— Task directions —
Copy out all of the material exactly as presented.

(Point annotation dataset records)
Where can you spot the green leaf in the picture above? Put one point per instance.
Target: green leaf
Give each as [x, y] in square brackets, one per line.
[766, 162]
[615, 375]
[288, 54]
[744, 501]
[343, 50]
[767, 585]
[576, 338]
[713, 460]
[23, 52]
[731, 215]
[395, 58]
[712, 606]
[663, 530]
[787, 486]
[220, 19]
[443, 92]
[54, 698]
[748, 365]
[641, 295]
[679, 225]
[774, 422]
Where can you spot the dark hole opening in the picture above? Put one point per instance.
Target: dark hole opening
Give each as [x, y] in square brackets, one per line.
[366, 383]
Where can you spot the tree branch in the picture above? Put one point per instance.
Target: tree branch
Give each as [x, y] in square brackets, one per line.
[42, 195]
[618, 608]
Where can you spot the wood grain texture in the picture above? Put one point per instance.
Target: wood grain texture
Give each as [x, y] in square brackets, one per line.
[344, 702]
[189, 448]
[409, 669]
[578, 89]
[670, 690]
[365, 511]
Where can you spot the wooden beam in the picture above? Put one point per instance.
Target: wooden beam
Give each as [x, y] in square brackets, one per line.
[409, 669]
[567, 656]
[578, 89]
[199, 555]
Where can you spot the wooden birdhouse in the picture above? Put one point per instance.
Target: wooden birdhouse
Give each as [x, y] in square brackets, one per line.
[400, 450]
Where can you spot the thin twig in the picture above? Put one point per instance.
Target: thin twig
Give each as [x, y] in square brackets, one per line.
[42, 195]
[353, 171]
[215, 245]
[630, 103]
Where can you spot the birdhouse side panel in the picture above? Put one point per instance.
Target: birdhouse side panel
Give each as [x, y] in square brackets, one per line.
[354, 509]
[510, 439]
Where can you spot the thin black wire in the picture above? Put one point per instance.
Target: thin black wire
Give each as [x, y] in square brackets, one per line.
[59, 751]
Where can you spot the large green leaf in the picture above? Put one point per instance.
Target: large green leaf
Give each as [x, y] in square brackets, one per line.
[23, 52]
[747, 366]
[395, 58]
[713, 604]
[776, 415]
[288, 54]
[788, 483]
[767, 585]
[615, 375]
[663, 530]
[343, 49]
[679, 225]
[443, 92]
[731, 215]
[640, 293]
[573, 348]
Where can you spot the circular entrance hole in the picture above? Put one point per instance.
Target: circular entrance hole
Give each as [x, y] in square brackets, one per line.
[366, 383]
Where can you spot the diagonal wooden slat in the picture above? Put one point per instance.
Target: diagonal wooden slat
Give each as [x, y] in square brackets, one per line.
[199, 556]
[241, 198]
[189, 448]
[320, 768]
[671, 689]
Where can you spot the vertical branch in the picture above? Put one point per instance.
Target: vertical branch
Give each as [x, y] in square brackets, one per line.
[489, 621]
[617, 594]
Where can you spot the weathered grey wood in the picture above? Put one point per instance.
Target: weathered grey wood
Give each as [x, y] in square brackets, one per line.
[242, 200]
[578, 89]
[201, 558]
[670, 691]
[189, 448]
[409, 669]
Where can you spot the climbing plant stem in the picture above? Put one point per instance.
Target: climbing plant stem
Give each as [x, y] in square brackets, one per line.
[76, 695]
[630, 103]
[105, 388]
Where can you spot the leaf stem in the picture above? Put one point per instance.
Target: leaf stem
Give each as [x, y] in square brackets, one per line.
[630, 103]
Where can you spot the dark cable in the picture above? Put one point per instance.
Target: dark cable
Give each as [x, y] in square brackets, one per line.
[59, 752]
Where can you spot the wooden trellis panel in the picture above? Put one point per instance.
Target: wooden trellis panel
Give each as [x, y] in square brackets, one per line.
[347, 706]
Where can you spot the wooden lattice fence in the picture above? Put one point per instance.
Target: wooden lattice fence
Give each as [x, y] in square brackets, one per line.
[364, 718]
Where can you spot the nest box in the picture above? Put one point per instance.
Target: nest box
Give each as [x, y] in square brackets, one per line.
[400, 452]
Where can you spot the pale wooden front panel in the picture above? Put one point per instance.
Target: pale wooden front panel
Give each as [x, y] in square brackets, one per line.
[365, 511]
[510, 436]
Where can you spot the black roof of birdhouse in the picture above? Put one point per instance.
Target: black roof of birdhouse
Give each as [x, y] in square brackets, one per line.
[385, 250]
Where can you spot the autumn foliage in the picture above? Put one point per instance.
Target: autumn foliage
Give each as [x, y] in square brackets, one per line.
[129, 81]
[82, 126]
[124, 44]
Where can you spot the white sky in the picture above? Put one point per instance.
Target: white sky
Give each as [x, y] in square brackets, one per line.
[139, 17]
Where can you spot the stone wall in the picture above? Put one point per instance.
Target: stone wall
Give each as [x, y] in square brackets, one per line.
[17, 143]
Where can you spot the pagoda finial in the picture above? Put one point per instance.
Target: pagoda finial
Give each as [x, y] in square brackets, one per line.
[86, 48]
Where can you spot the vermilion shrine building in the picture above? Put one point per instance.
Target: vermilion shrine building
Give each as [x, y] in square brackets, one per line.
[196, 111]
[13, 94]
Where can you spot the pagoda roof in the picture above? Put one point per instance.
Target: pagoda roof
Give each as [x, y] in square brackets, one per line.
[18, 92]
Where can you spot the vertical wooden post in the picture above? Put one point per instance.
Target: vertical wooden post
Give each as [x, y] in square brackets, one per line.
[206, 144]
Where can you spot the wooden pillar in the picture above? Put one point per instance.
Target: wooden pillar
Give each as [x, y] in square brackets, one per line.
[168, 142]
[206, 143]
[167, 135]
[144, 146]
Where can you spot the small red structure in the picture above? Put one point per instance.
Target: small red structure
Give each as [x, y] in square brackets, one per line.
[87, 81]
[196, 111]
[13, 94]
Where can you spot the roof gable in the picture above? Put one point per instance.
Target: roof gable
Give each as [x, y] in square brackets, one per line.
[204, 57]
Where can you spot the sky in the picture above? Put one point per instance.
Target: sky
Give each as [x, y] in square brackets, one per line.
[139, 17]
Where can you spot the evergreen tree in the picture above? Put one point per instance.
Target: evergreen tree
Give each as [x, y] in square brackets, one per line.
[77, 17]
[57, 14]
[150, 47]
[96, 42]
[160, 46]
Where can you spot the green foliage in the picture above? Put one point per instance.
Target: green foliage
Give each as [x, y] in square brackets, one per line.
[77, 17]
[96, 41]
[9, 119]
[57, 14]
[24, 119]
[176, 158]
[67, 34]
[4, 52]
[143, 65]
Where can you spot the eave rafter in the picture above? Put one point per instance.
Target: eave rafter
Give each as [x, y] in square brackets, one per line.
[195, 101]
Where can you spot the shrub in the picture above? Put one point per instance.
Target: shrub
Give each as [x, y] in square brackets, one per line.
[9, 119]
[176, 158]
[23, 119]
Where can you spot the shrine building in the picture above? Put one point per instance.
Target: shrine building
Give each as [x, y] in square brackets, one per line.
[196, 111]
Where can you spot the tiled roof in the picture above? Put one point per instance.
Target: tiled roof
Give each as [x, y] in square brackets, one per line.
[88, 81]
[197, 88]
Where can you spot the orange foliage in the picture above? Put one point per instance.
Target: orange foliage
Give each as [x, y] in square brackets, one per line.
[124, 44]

— Result for this exercise —
Where can you spot the green leaf in the picture above? Put one point per instance.
Target: green leaf
Give each as [x, y] in square brackets, one per line.
[766, 162]
[615, 375]
[288, 54]
[744, 501]
[343, 50]
[767, 585]
[576, 338]
[713, 460]
[23, 52]
[731, 215]
[395, 58]
[712, 606]
[663, 530]
[787, 486]
[220, 19]
[443, 92]
[54, 698]
[748, 365]
[641, 295]
[679, 225]
[774, 422]
Where can you spot the dark hole opening in the picture above? Put one point per instance.
Target: dark hole opening
Give each as [x, y] in square brackets, one per line.
[366, 383]
Where can you spot the tree branch in the picture above? Put one point per instance.
Target: tree branch
Give each as [x, y] in square brackets, one per line.
[42, 195]
[618, 608]
Where can you spot the wood grain texture in the picture above? Put one point per instance.
Target: wood grain texture
Give each as [x, y] in square brackets, one per line.
[344, 702]
[189, 448]
[409, 669]
[578, 89]
[670, 690]
[365, 511]
Where can you spot the wooden beam in the picture above? Put one point per instance.
Target: wooden beam
Give each as [x, y] in square brackets, one per line.
[409, 669]
[567, 656]
[578, 89]
[199, 555]
Where can you spot the wooden birdhouse in the picture above? Put one point per instance.
Target: wooden birdhouse
Give each as [x, y] in square brackets, one per line.
[400, 450]
Where can you spot the thin twig in the picture above? Put one point per instance.
Target: thin twig
Give each as [x, y] in square brackets, one per line.
[42, 195]
[353, 171]
[215, 245]
[630, 103]
Where can you spot the birdhouse side panel in the picture above? Put one point per instance.
Target: birdhouse side panel
Give each as [x, y] in square brackets, one per line.
[354, 509]
[510, 439]
Where can you spot the thin black wire in the picture above? Put one point per instance.
Target: thin black wire
Give each as [x, y] in square brackets, one per line.
[59, 751]
Where can you spot the large green leaf in the picture above? Put one point per instance.
Target: large green leaf
Give each as [x, y] in square brackets, one per line.
[23, 52]
[747, 366]
[395, 58]
[713, 604]
[776, 415]
[288, 54]
[788, 483]
[767, 585]
[615, 375]
[663, 530]
[343, 49]
[679, 225]
[443, 92]
[731, 215]
[640, 293]
[573, 348]
Where can you spot the circular entrance hole in the picture above? Put one point per instance.
Target: circular entrance hole
Give each as [x, y] in square brackets, one per line.
[366, 383]
Where can you spot the diagonal wooden slat in the picture above? Put one point per instance.
Target: diagonal wooden slat
Give each as [x, y] in square brackets, one per line.
[199, 556]
[241, 198]
[189, 448]
[320, 768]
[671, 689]
Where can you spot the vertical branch in the picture above? Put one point per instance.
Target: vertical branch
Give each as [x, y] in square brackets, one per line.
[489, 621]
[617, 594]
Where can you spot the weathered grey wood in the picture above? Put one point per instance.
Target: weathered grey wood
Give each as [x, y] in square brackets, one per line.
[242, 200]
[578, 89]
[201, 558]
[670, 691]
[189, 448]
[409, 669]
Where can you spot the climbing plant stem in the picture above? Put one point per instance.
Target: climbing plant stem
Give each as [x, y] in square brackets, one per line.
[76, 695]
[630, 103]
[105, 388]
Where can you spot the leaf stem in the picture above? Put one point per instance.
Target: leaf stem
Give each as [x, y] in square brackets, one per line.
[630, 103]
Where can you spot the dark cable in the picture above? Put one point per instance.
Target: dark cable
Give each as [x, y] in square brackets, one per line.
[59, 752]
Where can you spot the wooden trellis panel in the picture above? Put one point per instance.
Target: wooden trellis panel
Give each as [x, y] in square brackets, one per line.
[347, 706]
Where can you spot the wooden lattice fence in the picture above? Put one point per instance.
Target: wooden lattice fence
Give each as [x, y] in square brackets, one per line.
[364, 718]
Where can you spot the nest box in the picture above? Put one point per instance.
Target: nest box
Give each as [x, y] in square brackets, one per line.
[400, 452]
Where can you spot the pale wooden front panel in the picture above? Put one point per instance.
Target: pale wooden front panel
Give each as [x, y] in square brackets, one per line.
[365, 511]
[510, 436]
Where can you spot the black roof of birdhouse in the picture above? Put one point per instance.
Target: black roof of birdhouse
Give each as [x, y] in square brackets, one per line.
[385, 250]
Where can you spot the autumn foliage in the picture above? Put one point per instance.
Target: autumn foliage
Give each as [x, y] in square brackets, one per line.
[129, 81]
[82, 126]
[124, 44]
Where can you spot the white sky in the picture above? Put one point per instance.
Target: white sky
Give each as [x, y] in square brackets, one per line.
[139, 17]
Where can you spot the stone wall in the picture above? Put one point per instance.
Target: stone wall
Give each as [x, y] in square brackets, one per line.
[17, 143]
Where can you spot the pagoda finial in the picture above? Put one point per instance.
Target: pagoda finial
Give each as [x, y] in square brackets, one per line.
[86, 48]
Where can you spot the vermilion shrine building in the picture above? Put one point per instance.
Target: vermilion shrine building
Give each as [x, y] in square brackets, one per line.
[196, 111]
[13, 94]
Where can you spot the pagoda roof in the picture above? Put one point per instance.
Target: pagoda roof
Give each as [x, y] in square brackets, one per line.
[18, 92]
Where can you spot the vertical wooden post in the picture above? Put one point per instance.
Target: vertical wooden post
Give each as [x, y] in square brackets, one per line.
[206, 144]
Where can you spot the wooden pillar in the picture above? Put one point per instance.
Target: wooden pillar
Give each as [x, y] in square brackets, one per line.
[168, 142]
[206, 143]
[167, 135]
[144, 146]
Where can you spot the small red structure in the picture above? Put one point per instance.
Target: small red structure
Give each as [x, y] in square brackets, one per line.
[87, 81]
[196, 111]
[13, 94]
Where can you spot the roof gable in the picture above? Put one point per instance.
Target: roof gable
Give each as [x, y] in square brackets, one per line.
[204, 57]
Where can you spot the sky in the picture above? Put one point per instance.
Target: sky
Give each as [x, y] in square brackets, one per line.
[139, 17]
Where can you spot the evergreen tree in the picture above? Put one point per instance.
Target: evergreen tree
Give each as [x, y] in square brackets, one per line.
[77, 17]
[57, 14]
[150, 47]
[96, 42]
[160, 46]
Where can you spot the green foliage in the picture above? Put one point per instance.
Target: green foliage
Give each as [x, y] in square brackets, one per line.
[77, 17]
[96, 41]
[9, 119]
[57, 14]
[24, 119]
[176, 158]
[67, 34]
[4, 52]
[143, 65]
Where can you spot the eave rafter in the picture above? Put one point per instance.
Target: eave rafter
Give each as [x, y] in square brackets, one per line.
[195, 101]
Where can you spot the shrub in the picture above? Put one point per instance.
Target: shrub
Give each as [x, y] in square brackets, one per line.
[9, 119]
[176, 158]
[23, 119]
Where can you spot the shrine building in the picture above? Put one point per instance.
Target: shrine building
Give each as [x, y] in square brackets, one per line.
[196, 111]
Where can you spot the tiled roof in the picture above? Put one point per instance.
Target: tiled roof
Give each as [x, y] in square brackets, one per line.
[88, 81]
[197, 88]
Where can you spot the orange foliage in the picture above? Put one point per instance.
Target: orange foliage
Give each as [x, y] in square brackets, one per line.
[124, 44]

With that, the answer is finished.